BEGIN EXTRACT
Paper Study: LLaMA 2 Open Foundation and Fine-Tuned Chat Models

LLaMA 2 Open Foundation and Fine-Tuned Chat Models

📖 Abstract

In this work, we develop and release Llama 2, a collection of pretrained and fine-tuned large language models (LLMs) ranging in scale from 7 billion to 70 billion parameters. Our fine-tuned LLMs, called LLaMA 2-Chat are optimized for dialogue use cases. Our models outperform open-source chat models on most benchmarks we tested, and based on our human evaluations for helpfulness and safety, may be a suitable substitute for closedsource models. We provide a detailed description of our approach to fine-tuning and safety improvements of LLaMA 2-Chat in order to enable the community to build on our work and contribute to the responsible development of LLMs.

🎯 Goal

• Develop and release LLaMA 2, a pre-trained foundation language model, and a fine-tuned language model, LLaMA 2-Chat

🤔 Hypothesis

• With sufficient scale, computing, and techniques to align with human preferences, it is possible to create large language models comparable in quality to closed-source chatbots through an open research process.

💡 Methodology

Pre-Training

• Using a similar pre-training method as LlaMA 1, except for the following differences:

Pre-training Data

• They used a new mix of data from publicly available sources,  including web pages, books, Wikipedia, forums, and other text-based sites, but didn’t mention the exact sources.
• They excluded data from certain sites known to contain high volumes of personal information about private individuals.
• The training corpus has 2 trillion tokens.
• The majority of the data is in English:
• The data has a cutoff of September 2022.
• The data was collected adhering to standard privacy and legal reviews and includes no private Meta user data.

Model Architecture

• Adopt most of the pretraining setting from Llama1
  • Standard Transformer architecture
  • Apply RMSNorm
  • Use SwiGLU activation function
  • Use RoPE
• Increase context length to 4096 tokens
• Use grouped-query attention (GQA)

Hyperparemeters

• Used AdamW optimizer
  • $\beta_1 = 0.9$
  • $\beta_2 = 0.95$
  • $\epsilon = 10^{-5}$
  • Cosine learning rate schedule, with a warmup of 2000 steps, and decay final learning rate down to 10% of the peak learning rate.
  • Use weight decay of 0.1
  • Use gradient clipping of 1.0

Tokenizer

• Same tokenizer as Llama1
• use BPE
• The total vocabulary size is 32K tokens.

Fine-Tuned For Chat

Supervised Fine-Tuning (SFT)

SFT Data

• Annotated 27,540 supervised fine-tuning datasets.
• SFT annotations in the order of tens of thousands were enough to achieve a high-quality result.
• Each sample consists of a prompt and an answer.
• To annotate samples for safety, they asked human annotators to create adversarial prompts along two dimensions: a risk category, or potential topic about which the LLM could produce unsafe content, and an attack vector, or question style to cover different varieties of prompts that could elicit bad model behaviors.
  • Three risk categories:
    1. Illicit and criminal activities (e.g., terrorism, theft, human trafficking)
    2. Hateful and harmful activities (e.g., defamation, self-harm, eating disorders, discrimination)
    3. Unqualified advice (e.g., medical advice, financial advice, legal advice)
  • Example of attack vector:
    • psychological manipulation (e.g., authority manipulation)
END EXTRACT
BEGIN DATASET
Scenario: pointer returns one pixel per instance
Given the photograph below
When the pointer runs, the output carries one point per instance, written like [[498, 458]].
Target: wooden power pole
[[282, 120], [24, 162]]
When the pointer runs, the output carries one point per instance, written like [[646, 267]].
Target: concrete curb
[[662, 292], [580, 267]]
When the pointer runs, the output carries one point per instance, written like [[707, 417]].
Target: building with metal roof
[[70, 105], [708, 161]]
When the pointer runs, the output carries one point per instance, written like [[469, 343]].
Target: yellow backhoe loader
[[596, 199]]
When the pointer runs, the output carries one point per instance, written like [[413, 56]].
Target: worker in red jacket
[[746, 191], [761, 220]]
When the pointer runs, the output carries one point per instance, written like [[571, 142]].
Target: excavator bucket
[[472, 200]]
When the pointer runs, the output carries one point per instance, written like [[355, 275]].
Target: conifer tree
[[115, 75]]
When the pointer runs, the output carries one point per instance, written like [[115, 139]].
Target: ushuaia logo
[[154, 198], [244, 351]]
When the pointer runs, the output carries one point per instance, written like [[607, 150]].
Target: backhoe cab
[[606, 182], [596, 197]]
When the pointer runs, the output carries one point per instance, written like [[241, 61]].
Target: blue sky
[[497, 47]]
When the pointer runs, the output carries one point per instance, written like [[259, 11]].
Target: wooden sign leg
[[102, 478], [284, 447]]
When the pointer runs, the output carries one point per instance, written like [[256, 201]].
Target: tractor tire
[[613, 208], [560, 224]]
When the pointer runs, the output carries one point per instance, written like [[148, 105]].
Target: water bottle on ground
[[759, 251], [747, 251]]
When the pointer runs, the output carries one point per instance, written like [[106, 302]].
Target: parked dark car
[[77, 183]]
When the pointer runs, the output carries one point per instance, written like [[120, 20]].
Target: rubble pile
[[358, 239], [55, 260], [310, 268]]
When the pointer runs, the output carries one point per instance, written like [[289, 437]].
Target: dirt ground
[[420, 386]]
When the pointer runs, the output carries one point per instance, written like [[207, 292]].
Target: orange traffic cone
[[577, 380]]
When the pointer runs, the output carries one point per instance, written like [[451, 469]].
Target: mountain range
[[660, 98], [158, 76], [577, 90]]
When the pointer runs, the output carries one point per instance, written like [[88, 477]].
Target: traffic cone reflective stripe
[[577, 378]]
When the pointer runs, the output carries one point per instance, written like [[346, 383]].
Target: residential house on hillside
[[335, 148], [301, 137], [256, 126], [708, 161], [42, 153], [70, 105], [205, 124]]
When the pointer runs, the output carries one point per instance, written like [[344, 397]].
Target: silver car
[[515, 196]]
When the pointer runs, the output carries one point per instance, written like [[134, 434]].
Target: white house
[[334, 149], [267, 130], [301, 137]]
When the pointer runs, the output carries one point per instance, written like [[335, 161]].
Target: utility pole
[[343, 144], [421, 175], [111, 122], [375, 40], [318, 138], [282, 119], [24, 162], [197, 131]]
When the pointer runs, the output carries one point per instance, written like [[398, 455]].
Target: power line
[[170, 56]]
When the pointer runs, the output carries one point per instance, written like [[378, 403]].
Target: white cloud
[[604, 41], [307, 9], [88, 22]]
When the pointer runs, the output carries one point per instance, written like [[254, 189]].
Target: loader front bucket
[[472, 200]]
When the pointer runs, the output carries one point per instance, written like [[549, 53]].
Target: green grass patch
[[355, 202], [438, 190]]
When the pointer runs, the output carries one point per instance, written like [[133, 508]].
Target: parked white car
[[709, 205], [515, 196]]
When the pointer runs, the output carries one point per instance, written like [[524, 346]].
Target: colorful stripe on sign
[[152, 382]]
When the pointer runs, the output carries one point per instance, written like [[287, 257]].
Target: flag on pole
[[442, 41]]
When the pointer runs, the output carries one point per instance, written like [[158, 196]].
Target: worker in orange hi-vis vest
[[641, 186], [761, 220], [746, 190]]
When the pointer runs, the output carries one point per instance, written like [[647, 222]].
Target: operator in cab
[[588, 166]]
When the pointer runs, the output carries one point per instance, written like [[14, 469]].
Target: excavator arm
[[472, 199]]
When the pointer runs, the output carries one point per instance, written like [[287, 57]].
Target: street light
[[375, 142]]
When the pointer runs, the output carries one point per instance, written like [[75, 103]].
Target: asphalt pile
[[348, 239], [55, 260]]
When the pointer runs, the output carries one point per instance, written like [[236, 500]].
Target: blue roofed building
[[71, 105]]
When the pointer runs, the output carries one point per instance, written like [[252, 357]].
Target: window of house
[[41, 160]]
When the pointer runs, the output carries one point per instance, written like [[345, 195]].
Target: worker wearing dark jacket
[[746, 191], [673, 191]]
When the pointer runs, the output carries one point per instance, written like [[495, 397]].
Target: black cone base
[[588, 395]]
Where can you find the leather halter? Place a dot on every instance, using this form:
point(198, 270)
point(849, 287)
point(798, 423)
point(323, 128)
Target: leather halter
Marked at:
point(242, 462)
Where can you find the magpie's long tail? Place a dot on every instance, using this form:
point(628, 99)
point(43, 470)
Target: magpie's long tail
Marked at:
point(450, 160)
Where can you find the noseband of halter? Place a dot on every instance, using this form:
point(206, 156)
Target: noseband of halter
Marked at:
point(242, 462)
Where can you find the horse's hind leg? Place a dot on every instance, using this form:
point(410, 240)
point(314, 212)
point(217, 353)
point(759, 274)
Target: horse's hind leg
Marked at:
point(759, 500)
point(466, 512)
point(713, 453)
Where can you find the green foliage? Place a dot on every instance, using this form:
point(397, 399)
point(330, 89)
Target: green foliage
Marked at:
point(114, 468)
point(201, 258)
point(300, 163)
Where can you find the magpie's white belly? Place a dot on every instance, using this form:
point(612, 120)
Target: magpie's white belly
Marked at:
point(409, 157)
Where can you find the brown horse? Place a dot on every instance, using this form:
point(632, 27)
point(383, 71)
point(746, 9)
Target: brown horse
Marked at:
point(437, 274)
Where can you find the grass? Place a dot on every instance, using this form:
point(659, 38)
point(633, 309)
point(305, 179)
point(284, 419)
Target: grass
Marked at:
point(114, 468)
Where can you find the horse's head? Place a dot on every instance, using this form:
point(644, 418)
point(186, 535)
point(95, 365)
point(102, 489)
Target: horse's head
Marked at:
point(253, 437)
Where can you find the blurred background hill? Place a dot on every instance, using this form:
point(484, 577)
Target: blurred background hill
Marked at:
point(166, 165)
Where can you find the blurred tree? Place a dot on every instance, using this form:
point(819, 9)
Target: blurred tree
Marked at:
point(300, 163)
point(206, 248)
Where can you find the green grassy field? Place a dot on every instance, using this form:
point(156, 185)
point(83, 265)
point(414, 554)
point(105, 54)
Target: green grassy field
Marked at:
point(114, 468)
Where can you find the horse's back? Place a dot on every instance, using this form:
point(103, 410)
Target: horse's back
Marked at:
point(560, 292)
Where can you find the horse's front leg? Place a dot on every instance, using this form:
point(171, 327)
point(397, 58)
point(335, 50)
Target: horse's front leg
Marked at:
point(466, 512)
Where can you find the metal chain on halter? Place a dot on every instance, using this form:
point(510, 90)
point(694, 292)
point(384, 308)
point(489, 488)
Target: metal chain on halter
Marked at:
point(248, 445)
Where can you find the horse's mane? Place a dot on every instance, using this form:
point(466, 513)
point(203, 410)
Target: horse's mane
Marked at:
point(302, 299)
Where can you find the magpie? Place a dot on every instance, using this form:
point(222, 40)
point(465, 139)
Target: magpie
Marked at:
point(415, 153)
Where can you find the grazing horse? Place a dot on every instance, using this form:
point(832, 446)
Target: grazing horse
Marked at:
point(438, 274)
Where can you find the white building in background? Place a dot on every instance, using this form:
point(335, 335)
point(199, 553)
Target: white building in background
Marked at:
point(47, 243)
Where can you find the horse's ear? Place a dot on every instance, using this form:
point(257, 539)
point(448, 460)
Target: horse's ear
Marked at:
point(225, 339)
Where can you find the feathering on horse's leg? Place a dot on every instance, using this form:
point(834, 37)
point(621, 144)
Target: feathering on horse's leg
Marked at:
END DATASET
## TASK DETAILS
Reproduce word for word the part of the LLaMA 2 paper study that begins with the words "2. Hateful and" and ends with the words "(e.g., authority manipulation)".

## EXERCISE OUTPUT
2. Hateful and harmful activities (e.g., defamation, self-harm, eating disorders, discrimination)
    3. Unqualified advice (e.g., medical advice, financial advice, legal advice)
  • Example of attack vector:
    • psychological manipulation (e.g., authority manipulation)